### WHAT YOU HAVE TO DO
Swap "green leaf" for "yellow leaf" in the records, starting with the first line and going on through the line with "POLYGON ((653 463, 653", and write those lines out again with everything else unchanged.

>> start SUPPLIED DATA

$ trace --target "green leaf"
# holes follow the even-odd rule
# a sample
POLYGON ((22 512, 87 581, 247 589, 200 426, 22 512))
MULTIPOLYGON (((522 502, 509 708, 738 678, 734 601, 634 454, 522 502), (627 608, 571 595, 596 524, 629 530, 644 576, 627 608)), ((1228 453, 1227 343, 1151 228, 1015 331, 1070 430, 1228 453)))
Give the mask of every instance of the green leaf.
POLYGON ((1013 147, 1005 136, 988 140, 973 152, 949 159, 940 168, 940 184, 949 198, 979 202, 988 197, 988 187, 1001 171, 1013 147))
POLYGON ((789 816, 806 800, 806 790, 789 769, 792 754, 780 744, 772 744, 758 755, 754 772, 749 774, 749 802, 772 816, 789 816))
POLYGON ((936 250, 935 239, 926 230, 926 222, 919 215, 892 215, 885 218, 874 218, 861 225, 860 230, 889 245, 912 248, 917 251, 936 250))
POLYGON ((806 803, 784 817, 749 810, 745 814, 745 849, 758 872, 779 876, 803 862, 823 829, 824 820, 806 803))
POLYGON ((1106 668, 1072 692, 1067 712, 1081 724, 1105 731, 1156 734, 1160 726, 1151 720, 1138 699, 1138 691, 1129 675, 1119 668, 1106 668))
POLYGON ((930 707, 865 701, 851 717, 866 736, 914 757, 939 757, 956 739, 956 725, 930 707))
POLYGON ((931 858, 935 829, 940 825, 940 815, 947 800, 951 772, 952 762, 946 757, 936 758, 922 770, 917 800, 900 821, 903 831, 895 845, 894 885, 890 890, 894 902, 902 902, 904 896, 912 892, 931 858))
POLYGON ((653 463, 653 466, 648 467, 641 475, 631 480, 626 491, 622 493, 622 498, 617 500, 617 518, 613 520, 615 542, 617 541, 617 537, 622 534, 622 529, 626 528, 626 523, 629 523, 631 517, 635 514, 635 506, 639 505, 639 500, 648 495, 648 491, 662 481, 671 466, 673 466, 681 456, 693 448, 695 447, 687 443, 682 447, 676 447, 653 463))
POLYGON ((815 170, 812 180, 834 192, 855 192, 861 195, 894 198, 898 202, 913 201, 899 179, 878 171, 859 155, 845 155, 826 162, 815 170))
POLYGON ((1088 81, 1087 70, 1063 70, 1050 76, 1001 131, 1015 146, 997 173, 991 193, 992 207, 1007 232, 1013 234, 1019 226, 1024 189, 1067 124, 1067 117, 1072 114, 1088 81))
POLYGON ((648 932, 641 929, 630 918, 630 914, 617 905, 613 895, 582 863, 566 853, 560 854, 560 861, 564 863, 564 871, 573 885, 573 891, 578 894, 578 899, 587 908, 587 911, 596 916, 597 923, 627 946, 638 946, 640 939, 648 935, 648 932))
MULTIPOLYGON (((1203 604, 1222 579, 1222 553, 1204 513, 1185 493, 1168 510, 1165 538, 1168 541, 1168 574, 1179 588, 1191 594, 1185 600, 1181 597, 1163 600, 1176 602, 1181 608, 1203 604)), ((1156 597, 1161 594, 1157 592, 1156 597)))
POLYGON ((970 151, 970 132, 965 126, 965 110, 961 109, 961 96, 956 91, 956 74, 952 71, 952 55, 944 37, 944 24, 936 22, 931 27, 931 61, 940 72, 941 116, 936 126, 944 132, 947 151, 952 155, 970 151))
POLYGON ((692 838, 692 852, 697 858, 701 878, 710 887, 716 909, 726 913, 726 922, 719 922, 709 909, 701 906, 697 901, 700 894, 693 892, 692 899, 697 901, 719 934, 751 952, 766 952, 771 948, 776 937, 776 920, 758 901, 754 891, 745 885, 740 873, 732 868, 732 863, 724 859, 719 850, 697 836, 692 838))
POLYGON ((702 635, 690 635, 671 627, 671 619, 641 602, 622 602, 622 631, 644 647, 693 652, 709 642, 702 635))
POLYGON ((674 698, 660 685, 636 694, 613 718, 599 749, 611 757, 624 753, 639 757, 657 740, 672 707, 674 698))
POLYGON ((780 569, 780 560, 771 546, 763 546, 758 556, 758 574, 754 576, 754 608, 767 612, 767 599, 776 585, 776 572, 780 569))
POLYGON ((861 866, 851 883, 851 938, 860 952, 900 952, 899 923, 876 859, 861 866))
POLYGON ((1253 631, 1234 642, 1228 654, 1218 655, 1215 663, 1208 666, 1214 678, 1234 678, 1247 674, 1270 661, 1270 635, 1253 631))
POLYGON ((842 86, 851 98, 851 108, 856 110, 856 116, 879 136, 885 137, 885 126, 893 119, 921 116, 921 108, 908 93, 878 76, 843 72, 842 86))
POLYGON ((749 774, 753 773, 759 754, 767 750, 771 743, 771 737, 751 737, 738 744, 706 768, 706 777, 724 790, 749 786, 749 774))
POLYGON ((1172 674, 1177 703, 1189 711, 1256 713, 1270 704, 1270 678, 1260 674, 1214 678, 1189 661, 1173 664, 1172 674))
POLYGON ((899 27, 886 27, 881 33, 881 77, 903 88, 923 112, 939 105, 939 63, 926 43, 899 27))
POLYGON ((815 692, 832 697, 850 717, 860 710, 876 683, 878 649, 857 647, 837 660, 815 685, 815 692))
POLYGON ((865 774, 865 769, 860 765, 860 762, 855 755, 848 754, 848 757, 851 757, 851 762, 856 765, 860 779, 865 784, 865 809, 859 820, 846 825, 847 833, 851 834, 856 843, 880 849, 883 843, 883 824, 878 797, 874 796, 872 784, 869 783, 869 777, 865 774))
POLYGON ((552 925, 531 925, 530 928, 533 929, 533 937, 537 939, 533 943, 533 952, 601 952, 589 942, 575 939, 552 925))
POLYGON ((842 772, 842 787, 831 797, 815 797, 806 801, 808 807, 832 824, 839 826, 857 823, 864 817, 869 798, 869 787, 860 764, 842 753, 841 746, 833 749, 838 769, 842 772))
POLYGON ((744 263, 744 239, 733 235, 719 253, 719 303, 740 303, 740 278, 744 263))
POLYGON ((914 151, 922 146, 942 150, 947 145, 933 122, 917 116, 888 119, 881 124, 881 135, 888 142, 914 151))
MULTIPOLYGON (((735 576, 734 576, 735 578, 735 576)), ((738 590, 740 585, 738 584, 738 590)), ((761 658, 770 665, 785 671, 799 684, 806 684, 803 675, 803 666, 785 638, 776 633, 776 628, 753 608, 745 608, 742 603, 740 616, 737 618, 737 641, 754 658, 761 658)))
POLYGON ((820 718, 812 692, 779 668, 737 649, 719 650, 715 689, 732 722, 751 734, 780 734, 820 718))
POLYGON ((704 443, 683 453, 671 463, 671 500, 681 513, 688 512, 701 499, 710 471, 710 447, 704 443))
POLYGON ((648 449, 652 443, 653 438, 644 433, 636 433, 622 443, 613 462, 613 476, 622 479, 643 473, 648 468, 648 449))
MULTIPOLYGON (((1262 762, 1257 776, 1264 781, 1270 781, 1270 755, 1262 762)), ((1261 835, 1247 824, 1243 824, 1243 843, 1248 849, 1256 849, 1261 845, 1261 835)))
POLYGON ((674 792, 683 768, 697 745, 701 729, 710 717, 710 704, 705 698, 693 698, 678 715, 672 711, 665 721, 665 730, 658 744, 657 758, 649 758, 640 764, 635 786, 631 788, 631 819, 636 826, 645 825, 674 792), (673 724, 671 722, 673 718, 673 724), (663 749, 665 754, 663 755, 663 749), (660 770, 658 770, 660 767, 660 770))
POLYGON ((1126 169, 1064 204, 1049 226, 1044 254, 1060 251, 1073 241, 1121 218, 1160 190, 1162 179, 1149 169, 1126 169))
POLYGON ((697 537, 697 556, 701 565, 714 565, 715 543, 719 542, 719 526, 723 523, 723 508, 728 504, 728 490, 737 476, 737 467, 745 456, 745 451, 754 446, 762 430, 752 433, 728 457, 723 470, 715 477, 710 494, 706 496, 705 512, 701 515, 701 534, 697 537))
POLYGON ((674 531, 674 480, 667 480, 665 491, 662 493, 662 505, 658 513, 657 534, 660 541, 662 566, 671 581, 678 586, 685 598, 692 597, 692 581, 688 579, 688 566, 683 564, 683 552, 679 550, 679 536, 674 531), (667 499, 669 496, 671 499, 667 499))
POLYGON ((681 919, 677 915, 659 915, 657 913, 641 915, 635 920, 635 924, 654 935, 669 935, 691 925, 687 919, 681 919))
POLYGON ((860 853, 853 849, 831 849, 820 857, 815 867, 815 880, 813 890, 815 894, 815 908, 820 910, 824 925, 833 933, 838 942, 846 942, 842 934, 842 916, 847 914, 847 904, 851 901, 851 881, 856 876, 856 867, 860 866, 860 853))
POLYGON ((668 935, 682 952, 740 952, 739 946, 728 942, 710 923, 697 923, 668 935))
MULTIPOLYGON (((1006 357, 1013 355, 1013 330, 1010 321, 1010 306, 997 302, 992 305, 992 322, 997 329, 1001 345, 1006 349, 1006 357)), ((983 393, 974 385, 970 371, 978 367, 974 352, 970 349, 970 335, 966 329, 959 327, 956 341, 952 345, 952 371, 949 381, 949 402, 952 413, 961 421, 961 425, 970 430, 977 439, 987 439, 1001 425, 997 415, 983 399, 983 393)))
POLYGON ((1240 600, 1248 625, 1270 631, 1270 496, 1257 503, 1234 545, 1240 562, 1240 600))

>> end SUPPLIED DATA

### FINISHED TASK
$ trace --target "yellow leaf"
# holes follow the even-odd rule
# a sample
POLYGON ((22 512, 87 581, 247 589, 200 426, 22 512))
MULTIPOLYGON (((522 502, 509 708, 738 678, 734 601, 634 454, 522 502), (627 608, 571 595, 596 524, 629 530, 644 576, 627 608)), ((1228 453, 1227 343, 1151 228, 1015 331, 1070 430, 1228 453)))
Give the mask of every instance of the yellow leaf.
POLYGON ((1013 147, 1005 136, 988 140, 973 152, 949 159, 940 168, 940 184, 949 198, 979 202, 988 197, 988 187, 1001 171, 1013 147))
POLYGON ((789 816, 806 800, 806 790, 789 769, 792 754, 780 744, 772 744, 758 755, 754 772, 749 774, 749 802, 772 816, 789 816))
POLYGON ((936 250, 935 239, 926 230, 926 222, 919 215, 892 215, 885 218, 874 218, 861 225, 860 230, 889 245, 912 248, 917 251, 936 250))
POLYGON ((806 803, 784 817, 749 810, 745 814, 745 849, 758 872, 779 876, 803 862, 823 829, 824 820, 806 803))
POLYGON ((1106 668, 1072 692, 1067 712, 1081 724, 1105 731, 1156 734, 1160 726, 1151 720, 1138 699, 1138 691, 1129 675, 1119 668, 1106 668))
POLYGON ((930 707, 865 701, 851 717, 866 736, 914 757, 939 757, 956 739, 956 725, 930 707))
POLYGON ((931 858, 935 829, 940 825, 940 815, 947 800, 951 772, 952 762, 946 757, 936 758, 922 770, 917 800, 900 821, 903 831, 895 845, 894 885, 890 890, 894 902, 902 902, 904 896, 912 892, 931 858))
POLYGON ((653 463, 653 466, 648 467, 641 475, 631 480, 626 491, 622 493, 622 498, 617 500, 617 518, 613 520, 615 542, 617 541, 617 537, 622 534, 622 529, 626 528, 626 523, 629 523, 631 517, 635 514, 635 506, 639 505, 639 500, 648 495, 648 491, 662 481, 671 466, 673 466, 681 456, 693 448, 695 447, 687 443, 682 447, 676 447, 653 463))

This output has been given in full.